Task: Shift every number in the answer SVGs of the data below up by 116, including the viewBox values and all path coordinates, while the requests and the sample SVG keep their original numbers. Reproduce every line of the data, requests included, and leave out the pictures.

— START OF Available data —

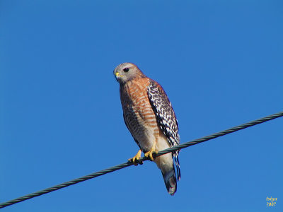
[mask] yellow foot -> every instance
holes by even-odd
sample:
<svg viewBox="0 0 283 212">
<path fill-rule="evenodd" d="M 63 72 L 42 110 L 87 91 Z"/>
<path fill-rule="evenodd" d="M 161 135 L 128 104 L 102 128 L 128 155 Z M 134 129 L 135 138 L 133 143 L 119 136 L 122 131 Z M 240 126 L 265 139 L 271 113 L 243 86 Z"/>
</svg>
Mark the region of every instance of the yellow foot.
<svg viewBox="0 0 283 212">
<path fill-rule="evenodd" d="M 156 151 L 155 145 L 154 145 L 149 152 L 144 153 L 144 156 L 149 158 L 150 160 L 154 161 L 156 158 L 157 153 L 158 152 Z"/>
<path fill-rule="evenodd" d="M 141 155 L 142 155 L 142 150 L 139 150 L 137 152 L 137 155 L 134 156 L 134 158 L 129 158 L 128 160 L 132 161 L 134 165 L 138 165 L 139 163 L 142 165 L 144 163 L 142 161 L 139 161 L 139 158 L 141 158 Z"/>
</svg>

— END OF Available data —

Task result:
[mask] yellow foot -> every instance
holes by even-odd
sample:
<svg viewBox="0 0 283 212">
<path fill-rule="evenodd" d="M 63 72 L 42 110 L 87 91 Z"/>
<path fill-rule="evenodd" d="M 161 135 L 128 104 L 102 128 L 128 155 Z M 134 129 L 135 138 L 133 143 L 119 136 L 122 131 Z M 240 126 L 265 139 L 271 113 L 243 86 Z"/>
</svg>
Mark the region of every instance of the yellow foot.
<svg viewBox="116 116 399 328">
<path fill-rule="evenodd" d="M 272 267 L 271 261 L 270 261 L 265 268 L 260 269 L 260 272 L 265 274 L 266 276 L 270 277 L 272 274 L 273 269 L 274 268 Z"/>
<path fill-rule="evenodd" d="M 257 271 L 258 271 L 258 266 L 255 266 L 253 268 L 253 271 L 250 272 L 250 274 L 245 274 L 244 276 L 248 277 L 250 281 L 254 281 L 255 279 L 258 281 L 260 279 L 258 277 L 255 277 L 255 274 L 257 274 Z"/>
</svg>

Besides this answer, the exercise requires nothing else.